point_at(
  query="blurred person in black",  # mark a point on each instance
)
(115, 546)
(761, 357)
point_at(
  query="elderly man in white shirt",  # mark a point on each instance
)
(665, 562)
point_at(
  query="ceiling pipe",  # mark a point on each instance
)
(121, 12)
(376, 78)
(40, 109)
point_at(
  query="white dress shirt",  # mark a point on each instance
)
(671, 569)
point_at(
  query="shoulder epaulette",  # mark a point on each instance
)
━━━
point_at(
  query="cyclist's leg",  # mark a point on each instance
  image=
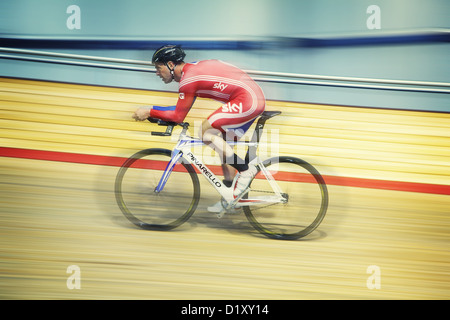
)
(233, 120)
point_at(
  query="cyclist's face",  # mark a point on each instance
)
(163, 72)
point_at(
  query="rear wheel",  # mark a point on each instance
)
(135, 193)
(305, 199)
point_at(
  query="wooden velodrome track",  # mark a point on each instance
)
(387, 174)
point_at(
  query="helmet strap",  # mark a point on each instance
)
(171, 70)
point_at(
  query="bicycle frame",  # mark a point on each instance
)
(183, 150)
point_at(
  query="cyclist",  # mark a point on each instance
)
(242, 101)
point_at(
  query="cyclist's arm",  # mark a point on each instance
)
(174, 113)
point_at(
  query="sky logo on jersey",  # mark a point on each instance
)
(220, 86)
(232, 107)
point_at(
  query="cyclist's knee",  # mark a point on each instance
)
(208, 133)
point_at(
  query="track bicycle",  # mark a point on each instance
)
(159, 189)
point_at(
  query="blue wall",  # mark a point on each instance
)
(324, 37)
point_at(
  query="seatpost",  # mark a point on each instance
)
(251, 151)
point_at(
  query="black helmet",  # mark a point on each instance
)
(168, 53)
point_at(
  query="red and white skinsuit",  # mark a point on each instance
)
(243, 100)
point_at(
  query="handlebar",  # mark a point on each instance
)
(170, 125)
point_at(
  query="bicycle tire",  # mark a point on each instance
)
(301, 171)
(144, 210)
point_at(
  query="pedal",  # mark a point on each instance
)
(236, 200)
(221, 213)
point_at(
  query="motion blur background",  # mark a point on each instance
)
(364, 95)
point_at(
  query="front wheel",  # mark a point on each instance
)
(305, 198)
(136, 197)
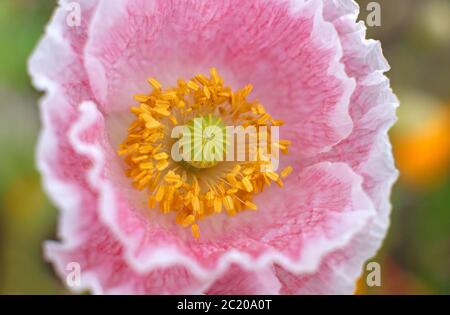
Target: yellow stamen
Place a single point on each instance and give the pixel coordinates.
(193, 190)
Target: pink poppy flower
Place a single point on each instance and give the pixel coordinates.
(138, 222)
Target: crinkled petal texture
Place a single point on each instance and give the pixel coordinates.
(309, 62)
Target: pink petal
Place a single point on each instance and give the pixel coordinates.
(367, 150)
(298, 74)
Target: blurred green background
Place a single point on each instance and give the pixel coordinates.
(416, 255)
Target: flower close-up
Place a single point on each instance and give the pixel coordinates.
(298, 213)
━━━
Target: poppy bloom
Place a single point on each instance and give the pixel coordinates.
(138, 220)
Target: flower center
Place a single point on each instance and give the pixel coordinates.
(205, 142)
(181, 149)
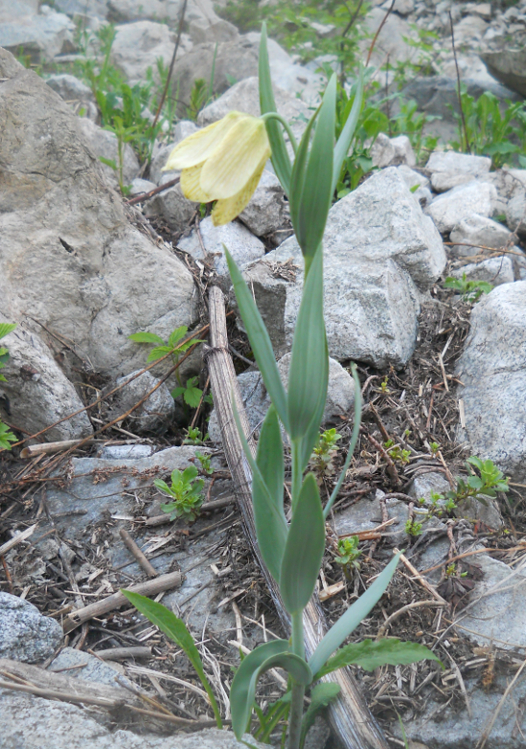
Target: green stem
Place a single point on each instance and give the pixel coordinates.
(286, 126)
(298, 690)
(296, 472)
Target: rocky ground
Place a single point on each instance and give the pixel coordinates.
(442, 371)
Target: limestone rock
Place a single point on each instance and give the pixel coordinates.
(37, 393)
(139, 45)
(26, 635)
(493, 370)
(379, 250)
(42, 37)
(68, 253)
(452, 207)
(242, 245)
━━━
**THE TASK:** Find each line in the entries above that contains the word "white", and copy those lines.

**TASK RESPONSE:**
  query="elderly man in white shirt",  # mark a point on each instance
  query="white dress shirt",  # mark a point on each instance
  query="red and white skinsuit",  # mark a point on each instance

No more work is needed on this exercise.